(Items listed in a dataset)
● ● ●
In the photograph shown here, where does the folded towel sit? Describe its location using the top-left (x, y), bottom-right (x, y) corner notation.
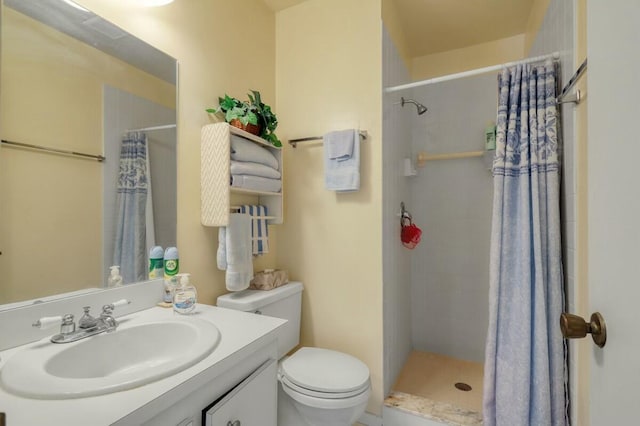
top-left (324, 129), bottom-right (360, 192)
top-left (240, 205), bottom-right (269, 255)
top-left (230, 135), bottom-right (279, 170)
top-left (326, 129), bottom-right (354, 161)
top-left (217, 213), bottom-right (253, 291)
top-left (231, 174), bottom-right (282, 193)
top-left (230, 160), bottom-right (281, 179)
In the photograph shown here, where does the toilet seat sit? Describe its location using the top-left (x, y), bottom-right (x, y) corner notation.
top-left (280, 376), bottom-right (371, 410)
top-left (279, 347), bottom-right (371, 401)
top-left (280, 375), bottom-right (370, 399)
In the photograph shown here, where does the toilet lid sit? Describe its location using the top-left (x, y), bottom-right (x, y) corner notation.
top-left (280, 347), bottom-right (370, 394)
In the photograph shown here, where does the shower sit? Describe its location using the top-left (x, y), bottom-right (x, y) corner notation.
top-left (398, 97), bottom-right (428, 115)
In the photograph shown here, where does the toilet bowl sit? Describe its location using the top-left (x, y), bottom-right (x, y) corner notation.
top-left (278, 347), bottom-right (371, 426)
top-left (217, 282), bottom-right (371, 426)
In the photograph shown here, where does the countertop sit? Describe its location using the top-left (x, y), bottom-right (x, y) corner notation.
top-left (0, 304), bottom-right (285, 425)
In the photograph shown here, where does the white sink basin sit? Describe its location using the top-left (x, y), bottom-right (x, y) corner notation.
top-left (0, 316), bottom-right (220, 399)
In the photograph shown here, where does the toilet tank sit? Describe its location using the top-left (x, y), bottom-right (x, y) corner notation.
top-left (217, 281), bottom-right (303, 358)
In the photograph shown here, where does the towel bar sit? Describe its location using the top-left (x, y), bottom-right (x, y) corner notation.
top-left (288, 130), bottom-right (368, 148)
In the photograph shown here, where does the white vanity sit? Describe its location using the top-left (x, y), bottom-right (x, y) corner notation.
top-left (0, 285), bottom-right (285, 426)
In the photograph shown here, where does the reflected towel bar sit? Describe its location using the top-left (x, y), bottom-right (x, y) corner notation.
top-left (1, 139), bottom-right (105, 162)
top-left (288, 130), bottom-right (368, 148)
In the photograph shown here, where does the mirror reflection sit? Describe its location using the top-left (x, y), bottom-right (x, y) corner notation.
top-left (0, 0), bottom-right (177, 308)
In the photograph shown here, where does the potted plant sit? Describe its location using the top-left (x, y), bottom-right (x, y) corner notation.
top-left (207, 90), bottom-right (282, 147)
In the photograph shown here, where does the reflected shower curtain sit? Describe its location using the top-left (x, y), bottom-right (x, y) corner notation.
top-left (483, 62), bottom-right (567, 426)
top-left (113, 132), bottom-right (149, 284)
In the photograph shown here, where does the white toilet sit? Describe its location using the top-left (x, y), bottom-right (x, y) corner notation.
top-left (217, 281), bottom-right (371, 426)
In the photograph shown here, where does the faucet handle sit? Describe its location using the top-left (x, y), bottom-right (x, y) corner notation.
top-left (32, 315), bottom-right (64, 329)
top-left (33, 314), bottom-right (75, 334)
top-left (111, 299), bottom-right (131, 308)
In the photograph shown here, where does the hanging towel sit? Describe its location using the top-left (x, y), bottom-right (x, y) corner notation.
top-left (324, 129), bottom-right (360, 192)
top-left (240, 205), bottom-right (269, 255)
top-left (217, 213), bottom-right (253, 291)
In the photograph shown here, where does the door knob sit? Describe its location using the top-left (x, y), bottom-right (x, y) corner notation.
top-left (560, 312), bottom-right (607, 348)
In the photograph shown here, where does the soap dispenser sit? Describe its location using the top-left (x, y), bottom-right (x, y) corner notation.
top-left (107, 265), bottom-right (123, 288)
top-left (173, 273), bottom-right (197, 314)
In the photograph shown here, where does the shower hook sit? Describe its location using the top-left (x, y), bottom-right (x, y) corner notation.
top-left (400, 202), bottom-right (412, 226)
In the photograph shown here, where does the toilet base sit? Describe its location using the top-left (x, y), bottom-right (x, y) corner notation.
top-left (278, 382), bottom-right (368, 426)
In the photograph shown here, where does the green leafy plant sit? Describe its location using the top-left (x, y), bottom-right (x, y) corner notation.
top-left (247, 90), bottom-right (281, 147)
top-left (206, 90), bottom-right (281, 148)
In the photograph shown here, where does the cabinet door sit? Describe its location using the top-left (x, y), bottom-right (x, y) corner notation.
top-left (203, 359), bottom-right (277, 426)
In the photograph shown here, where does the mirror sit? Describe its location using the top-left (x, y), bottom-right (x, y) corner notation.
top-left (0, 0), bottom-right (177, 309)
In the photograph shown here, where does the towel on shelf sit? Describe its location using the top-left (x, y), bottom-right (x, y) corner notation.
top-left (230, 160), bottom-right (281, 179)
top-left (217, 213), bottom-right (253, 291)
top-left (324, 129), bottom-right (360, 192)
top-left (231, 174), bottom-right (282, 193)
top-left (230, 135), bottom-right (279, 170)
top-left (239, 205), bottom-right (269, 255)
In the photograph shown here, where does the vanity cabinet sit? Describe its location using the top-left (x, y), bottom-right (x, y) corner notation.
top-left (126, 342), bottom-right (278, 426)
top-left (201, 123), bottom-right (283, 226)
top-left (203, 359), bottom-right (276, 426)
● ● ●
*YOUR TASK:*
With the pictures dropped, give every entry above again exactly.

*ANSWER TO THIS EXERCISE:*
In the photograph shown here, where does the folded towel sit? Describe its location using the top-left (x, y), bottom-right (x, y) corner notation.
top-left (324, 129), bottom-right (360, 192)
top-left (240, 205), bottom-right (269, 255)
top-left (230, 135), bottom-right (279, 170)
top-left (326, 129), bottom-right (354, 161)
top-left (217, 213), bottom-right (253, 291)
top-left (231, 174), bottom-right (282, 193)
top-left (230, 160), bottom-right (281, 179)
In the photograph shown here, where does the toilet seat sit? Describe its location using the top-left (x, y), bottom-right (x, y) corner notation.
top-left (280, 376), bottom-right (371, 410)
top-left (279, 347), bottom-right (371, 401)
top-left (280, 375), bottom-right (370, 399)
In the photograph shown here, where does the toilet lid sit? Describe its location using the top-left (x, y), bottom-right (x, y) corner notation.
top-left (280, 347), bottom-right (370, 394)
In the photograph shown here, where does the shower sit? Describe its location using the top-left (x, y), bottom-right (x, y) corner notation.
top-left (398, 97), bottom-right (428, 115)
In the photograph shown here, where does the toilet bowl sit? Describe its location using the top-left (x, y), bottom-right (x, y) corner notation.
top-left (278, 347), bottom-right (371, 426)
top-left (217, 282), bottom-right (371, 426)
In the photograph shown here, where does the countertop sit? Describe its location using the top-left (x, y), bottom-right (x, y) corner notation.
top-left (0, 304), bottom-right (285, 425)
In the photograph shown here, where does the white sink basin sit? Describe its location using the top-left (x, y), bottom-right (x, y) corner notation.
top-left (0, 316), bottom-right (220, 399)
In the photograph shown here, where does the toilet tank sit? Describe its location using the top-left (x, y), bottom-right (x, y) corner notation.
top-left (217, 281), bottom-right (303, 358)
In the photograph shown here, where does the towel bar sit? Describe its location using the top-left (x, y), bottom-right (x, y) corner notation.
top-left (288, 130), bottom-right (368, 148)
In the photograph shown here, where does the white vanity sit? Describe its location using the top-left (x, y), bottom-right (x, y) corner notation.
top-left (0, 285), bottom-right (285, 426)
In the photograph shown here, where does the reflected towel bar sit? Describe its location using the top-left (x, y), bottom-right (x, y) corner notation.
top-left (1, 139), bottom-right (105, 162)
top-left (288, 130), bottom-right (368, 148)
In the photograph shown here, where does the mirror reflection sit? Describe its location using the top-left (x, y), bottom-right (x, y) corner notation.
top-left (0, 0), bottom-right (177, 308)
In the photograph shown here, where does the potted plant sit? Describe its location using the top-left (x, y), bottom-right (x, y) corner notation.
top-left (207, 90), bottom-right (282, 147)
In the photograph shown here, where does the reflected shower curtain sit? Describe its location using the top-left (x, y), bottom-right (x, y) corner notation.
top-left (483, 62), bottom-right (567, 426)
top-left (113, 132), bottom-right (149, 284)
In the photograph shown here, where does the white toilet sit? Describe its location using the top-left (x, y), bottom-right (x, y) corner notation.
top-left (217, 281), bottom-right (371, 426)
In the photograph shown here, where does the faucet handle sit? Describe its location using the top-left (x, y), bottom-right (x, y) corner notation.
top-left (32, 315), bottom-right (64, 329)
top-left (33, 314), bottom-right (75, 334)
top-left (111, 299), bottom-right (131, 308)
In the photograph shown here, where does the hanging towel sit? Describe its location using the top-left (x, y), bottom-right (x, y) corner notation.
top-left (324, 129), bottom-right (360, 192)
top-left (240, 205), bottom-right (269, 255)
top-left (217, 213), bottom-right (253, 291)
In the photograph shown here, where does the door knob sit? Describe its location using the top-left (x, y), bottom-right (x, y) corner notation.
top-left (560, 312), bottom-right (607, 348)
In the photograph shown here, where does the soap dispenser sit? Describe its location using the top-left (x, y), bottom-right (x, y) corner notation.
top-left (107, 265), bottom-right (123, 288)
top-left (173, 273), bottom-right (197, 314)
In the photograph shown here, where does the shower hook sit? Describe its location using the top-left (x, y), bottom-right (x, y) corner notation.
top-left (400, 202), bottom-right (412, 226)
In the photograph shown here, where does the toilet base sit? Describe its location using the top-left (x, y), bottom-right (x, y) corner notation.
top-left (278, 382), bottom-right (368, 426)
In the photograph shown here, where does the green leafy plant sit? Describe its location using the top-left (x, y), bottom-right (x, y) corner notation.
top-left (247, 90), bottom-right (281, 147)
top-left (206, 90), bottom-right (281, 148)
In the photograph shown here, where does the cabinet door sit? Describe its location using the top-left (x, y), bottom-right (x, y) corner notation.
top-left (203, 359), bottom-right (277, 426)
In the photograph shown here, where does the mirror sit? Describe its location using the top-left (x, y), bottom-right (x, y) corner notation.
top-left (0, 0), bottom-right (177, 309)
In the photograph shown here, where does the towel on shelf sit? Describe its location using the top-left (x, y), bottom-right (x, y) corner notation.
top-left (230, 160), bottom-right (281, 179)
top-left (217, 213), bottom-right (253, 291)
top-left (324, 129), bottom-right (360, 192)
top-left (231, 174), bottom-right (282, 193)
top-left (230, 135), bottom-right (279, 170)
top-left (239, 205), bottom-right (269, 255)
In the photograph shown here, where does the vanity cabinet sit? Describe its location using the top-left (x, y), bottom-right (x, y) corner notation.
top-left (126, 342), bottom-right (278, 426)
top-left (201, 123), bottom-right (283, 226)
top-left (203, 359), bottom-right (276, 426)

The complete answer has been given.